(DATA SHOWN)
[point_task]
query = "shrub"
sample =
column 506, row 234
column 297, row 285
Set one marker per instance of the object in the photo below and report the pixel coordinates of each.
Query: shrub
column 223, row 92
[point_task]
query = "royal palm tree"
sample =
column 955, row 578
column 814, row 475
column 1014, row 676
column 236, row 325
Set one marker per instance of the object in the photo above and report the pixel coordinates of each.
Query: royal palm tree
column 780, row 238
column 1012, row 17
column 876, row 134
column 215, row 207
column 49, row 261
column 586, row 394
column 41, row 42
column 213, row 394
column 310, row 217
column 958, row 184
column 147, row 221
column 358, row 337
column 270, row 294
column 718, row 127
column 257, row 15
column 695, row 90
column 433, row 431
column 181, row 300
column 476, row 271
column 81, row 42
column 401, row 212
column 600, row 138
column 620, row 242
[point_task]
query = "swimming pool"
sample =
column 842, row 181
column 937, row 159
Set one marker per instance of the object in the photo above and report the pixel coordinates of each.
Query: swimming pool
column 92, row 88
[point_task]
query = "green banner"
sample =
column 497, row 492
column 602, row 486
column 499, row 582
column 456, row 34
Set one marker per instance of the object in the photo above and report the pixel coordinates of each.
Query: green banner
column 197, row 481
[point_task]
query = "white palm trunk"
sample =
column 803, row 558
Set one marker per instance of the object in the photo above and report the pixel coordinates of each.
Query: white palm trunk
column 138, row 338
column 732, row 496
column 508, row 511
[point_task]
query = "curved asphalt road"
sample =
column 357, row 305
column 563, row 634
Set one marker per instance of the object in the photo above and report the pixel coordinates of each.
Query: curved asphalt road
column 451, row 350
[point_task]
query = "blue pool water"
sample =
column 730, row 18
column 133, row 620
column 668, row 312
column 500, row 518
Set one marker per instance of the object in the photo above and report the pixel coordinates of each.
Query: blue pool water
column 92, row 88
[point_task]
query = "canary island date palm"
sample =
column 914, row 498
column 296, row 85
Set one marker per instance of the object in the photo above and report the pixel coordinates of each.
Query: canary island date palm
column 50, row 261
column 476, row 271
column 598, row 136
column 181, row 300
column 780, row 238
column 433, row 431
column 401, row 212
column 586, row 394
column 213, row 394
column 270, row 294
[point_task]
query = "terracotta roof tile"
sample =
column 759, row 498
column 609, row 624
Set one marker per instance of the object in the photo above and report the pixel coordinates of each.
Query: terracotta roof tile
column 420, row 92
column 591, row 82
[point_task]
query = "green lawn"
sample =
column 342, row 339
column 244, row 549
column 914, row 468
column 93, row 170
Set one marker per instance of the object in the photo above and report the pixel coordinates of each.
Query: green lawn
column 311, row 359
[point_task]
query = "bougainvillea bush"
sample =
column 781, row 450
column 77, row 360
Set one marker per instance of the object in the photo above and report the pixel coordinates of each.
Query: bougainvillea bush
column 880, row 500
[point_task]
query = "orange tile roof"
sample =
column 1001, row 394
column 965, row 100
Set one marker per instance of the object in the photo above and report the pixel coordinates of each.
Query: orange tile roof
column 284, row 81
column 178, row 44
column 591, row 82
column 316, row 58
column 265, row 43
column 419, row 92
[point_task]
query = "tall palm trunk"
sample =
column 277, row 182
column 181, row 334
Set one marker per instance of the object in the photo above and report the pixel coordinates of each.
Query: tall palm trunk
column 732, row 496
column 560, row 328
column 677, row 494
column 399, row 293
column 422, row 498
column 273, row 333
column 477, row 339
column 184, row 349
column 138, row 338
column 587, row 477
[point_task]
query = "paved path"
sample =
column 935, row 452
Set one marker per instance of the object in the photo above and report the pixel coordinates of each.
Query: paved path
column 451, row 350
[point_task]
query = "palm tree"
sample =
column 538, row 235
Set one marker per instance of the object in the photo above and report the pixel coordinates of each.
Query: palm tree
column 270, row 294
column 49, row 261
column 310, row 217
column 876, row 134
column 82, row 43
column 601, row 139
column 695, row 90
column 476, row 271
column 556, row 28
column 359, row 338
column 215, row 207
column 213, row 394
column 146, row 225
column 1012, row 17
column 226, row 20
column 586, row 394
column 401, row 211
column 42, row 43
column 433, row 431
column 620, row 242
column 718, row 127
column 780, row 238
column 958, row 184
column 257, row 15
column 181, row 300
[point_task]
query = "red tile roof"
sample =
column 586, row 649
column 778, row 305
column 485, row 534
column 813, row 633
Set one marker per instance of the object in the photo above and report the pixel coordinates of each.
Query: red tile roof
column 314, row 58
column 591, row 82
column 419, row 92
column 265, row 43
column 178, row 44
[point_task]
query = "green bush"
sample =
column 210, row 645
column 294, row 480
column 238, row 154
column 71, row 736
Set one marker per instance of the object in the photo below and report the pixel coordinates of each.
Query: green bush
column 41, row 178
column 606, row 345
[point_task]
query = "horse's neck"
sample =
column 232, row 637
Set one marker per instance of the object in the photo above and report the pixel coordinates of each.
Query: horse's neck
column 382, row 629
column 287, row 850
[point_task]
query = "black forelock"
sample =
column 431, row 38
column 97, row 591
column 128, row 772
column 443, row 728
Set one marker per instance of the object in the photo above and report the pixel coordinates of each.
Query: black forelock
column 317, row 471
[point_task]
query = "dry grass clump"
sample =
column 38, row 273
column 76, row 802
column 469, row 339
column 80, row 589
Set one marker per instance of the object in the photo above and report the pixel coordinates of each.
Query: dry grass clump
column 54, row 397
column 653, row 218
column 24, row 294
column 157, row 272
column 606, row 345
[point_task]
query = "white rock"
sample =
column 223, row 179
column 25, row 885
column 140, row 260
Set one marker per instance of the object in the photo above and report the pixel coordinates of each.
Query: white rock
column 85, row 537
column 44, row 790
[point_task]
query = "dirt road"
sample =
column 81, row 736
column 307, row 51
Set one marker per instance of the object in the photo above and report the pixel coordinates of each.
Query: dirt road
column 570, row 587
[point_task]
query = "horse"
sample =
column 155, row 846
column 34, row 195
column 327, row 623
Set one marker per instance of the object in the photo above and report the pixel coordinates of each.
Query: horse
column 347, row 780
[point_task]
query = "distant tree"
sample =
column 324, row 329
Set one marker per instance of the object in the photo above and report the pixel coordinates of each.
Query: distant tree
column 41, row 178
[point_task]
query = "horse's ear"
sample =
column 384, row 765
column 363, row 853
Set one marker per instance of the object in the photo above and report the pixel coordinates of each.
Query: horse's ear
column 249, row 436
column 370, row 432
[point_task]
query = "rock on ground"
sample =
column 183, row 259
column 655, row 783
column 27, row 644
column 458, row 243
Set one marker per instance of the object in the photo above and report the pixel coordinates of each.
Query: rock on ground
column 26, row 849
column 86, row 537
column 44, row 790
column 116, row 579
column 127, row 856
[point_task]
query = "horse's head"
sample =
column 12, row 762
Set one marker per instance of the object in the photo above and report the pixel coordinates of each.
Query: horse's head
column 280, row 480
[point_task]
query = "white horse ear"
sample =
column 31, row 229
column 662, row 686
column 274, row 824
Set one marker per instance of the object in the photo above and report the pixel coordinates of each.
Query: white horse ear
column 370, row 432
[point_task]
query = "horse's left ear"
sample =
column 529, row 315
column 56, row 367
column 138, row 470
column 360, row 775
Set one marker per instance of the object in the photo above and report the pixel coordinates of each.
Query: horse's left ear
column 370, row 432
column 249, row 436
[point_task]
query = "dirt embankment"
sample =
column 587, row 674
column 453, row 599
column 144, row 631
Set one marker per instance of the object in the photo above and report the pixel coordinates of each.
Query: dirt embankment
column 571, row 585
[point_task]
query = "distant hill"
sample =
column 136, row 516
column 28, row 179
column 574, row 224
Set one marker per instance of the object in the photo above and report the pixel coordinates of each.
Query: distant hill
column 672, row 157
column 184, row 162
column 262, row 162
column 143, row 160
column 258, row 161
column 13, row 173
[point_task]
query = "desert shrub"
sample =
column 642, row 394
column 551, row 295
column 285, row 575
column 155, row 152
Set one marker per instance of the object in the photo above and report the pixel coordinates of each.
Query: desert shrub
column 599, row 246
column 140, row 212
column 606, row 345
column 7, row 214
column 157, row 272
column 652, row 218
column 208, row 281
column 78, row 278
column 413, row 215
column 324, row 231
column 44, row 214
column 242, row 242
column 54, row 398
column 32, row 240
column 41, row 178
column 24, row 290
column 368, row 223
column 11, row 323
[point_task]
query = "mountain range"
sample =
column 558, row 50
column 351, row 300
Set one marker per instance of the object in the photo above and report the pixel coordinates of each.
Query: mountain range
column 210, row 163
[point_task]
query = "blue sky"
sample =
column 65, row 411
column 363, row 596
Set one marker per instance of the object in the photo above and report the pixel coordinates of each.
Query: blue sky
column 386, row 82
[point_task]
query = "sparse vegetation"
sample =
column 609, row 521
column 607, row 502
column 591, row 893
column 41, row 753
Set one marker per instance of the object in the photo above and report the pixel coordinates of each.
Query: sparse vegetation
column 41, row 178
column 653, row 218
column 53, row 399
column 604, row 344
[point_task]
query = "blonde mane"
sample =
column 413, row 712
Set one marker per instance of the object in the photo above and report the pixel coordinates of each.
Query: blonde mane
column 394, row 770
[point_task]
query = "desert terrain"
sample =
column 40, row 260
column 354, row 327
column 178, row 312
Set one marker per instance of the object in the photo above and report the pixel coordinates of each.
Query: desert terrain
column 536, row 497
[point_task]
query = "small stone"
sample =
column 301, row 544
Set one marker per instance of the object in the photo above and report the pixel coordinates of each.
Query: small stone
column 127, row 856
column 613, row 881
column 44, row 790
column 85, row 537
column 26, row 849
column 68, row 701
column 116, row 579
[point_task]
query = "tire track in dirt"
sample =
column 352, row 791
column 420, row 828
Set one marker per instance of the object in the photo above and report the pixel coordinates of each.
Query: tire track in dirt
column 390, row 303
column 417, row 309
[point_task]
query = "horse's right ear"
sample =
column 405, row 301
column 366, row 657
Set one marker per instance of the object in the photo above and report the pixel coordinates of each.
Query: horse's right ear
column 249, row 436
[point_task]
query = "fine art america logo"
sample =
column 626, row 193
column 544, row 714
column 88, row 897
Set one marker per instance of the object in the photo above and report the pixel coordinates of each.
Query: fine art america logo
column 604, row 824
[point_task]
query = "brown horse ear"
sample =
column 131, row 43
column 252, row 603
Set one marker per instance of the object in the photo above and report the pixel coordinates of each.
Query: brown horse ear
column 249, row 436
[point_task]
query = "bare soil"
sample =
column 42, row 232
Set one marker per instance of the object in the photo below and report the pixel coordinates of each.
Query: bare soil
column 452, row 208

(WHAT IS EXPECTED) Only the lines above from the one with "column 274, row 824" through the one with "column 41, row 753" should be duplicated, character for character.

(ANSWER FOR THIS EXERCISE)
column 274, row 824
Set one marker per instance of the object in the photo above and report the pixel coordinates of each.
Query: white horse ear
column 370, row 432
[point_task]
query = "horse's left ear"
sample =
column 529, row 315
column 56, row 367
column 138, row 470
column 360, row 775
Set one marker per instance of the object in the photo above and report the pixel coordinates of each.
Query: horse's left ear
column 370, row 432
column 249, row 436
[point_task]
query = "dirt embankment"
sample =
column 587, row 674
column 453, row 599
column 144, row 631
Set one marker per instance of the object in the photo above and report the pixel coordinates of each.
Query: dirt embankment
column 571, row 585
[point_task]
query = "distant hill"
sample =
column 136, row 516
column 28, row 179
column 574, row 224
Set one marker per instance of the object in the photo above and report the pixel coordinates of each.
Query: distant hill
column 672, row 157
column 184, row 162
column 262, row 162
column 143, row 160
column 258, row 161
column 13, row 173
[point_task]
query = "desert shrub"
sample =
column 642, row 394
column 551, row 295
column 285, row 575
column 155, row 152
Set one marker per instance of the object in the photo above and report the pixel coordinates of each.
Query: desert shrub
column 599, row 246
column 140, row 212
column 606, row 345
column 7, row 214
column 157, row 272
column 652, row 218
column 208, row 281
column 78, row 278
column 413, row 215
column 324, row 231
column 44, row 214
column 242, row 242
column 54, row 398
column 32, row 240
column 41, row 178
column 24, row 290
column 368, row 223
column 11, row 323
[point_task]
query = "mountain range"
sample =
column 558, row 50
column 351, row 300
Set one marker per instance of the object in the photo above and report the pixel coordinates of each.
Query: mountain range
column 210, row 163
[point_task]
query = "blue sky"
sample =
column 65, row 411
column 363, row 596
Set one marker per instance of the object in the photo above and report the pixel coordinates of each.
Query: blue sky
column 386, row 82
[point_task]
query = "sparse vegetation"
sample =
column 609, row 521
column 607, row 502
column 591, row 893
column 41, row 753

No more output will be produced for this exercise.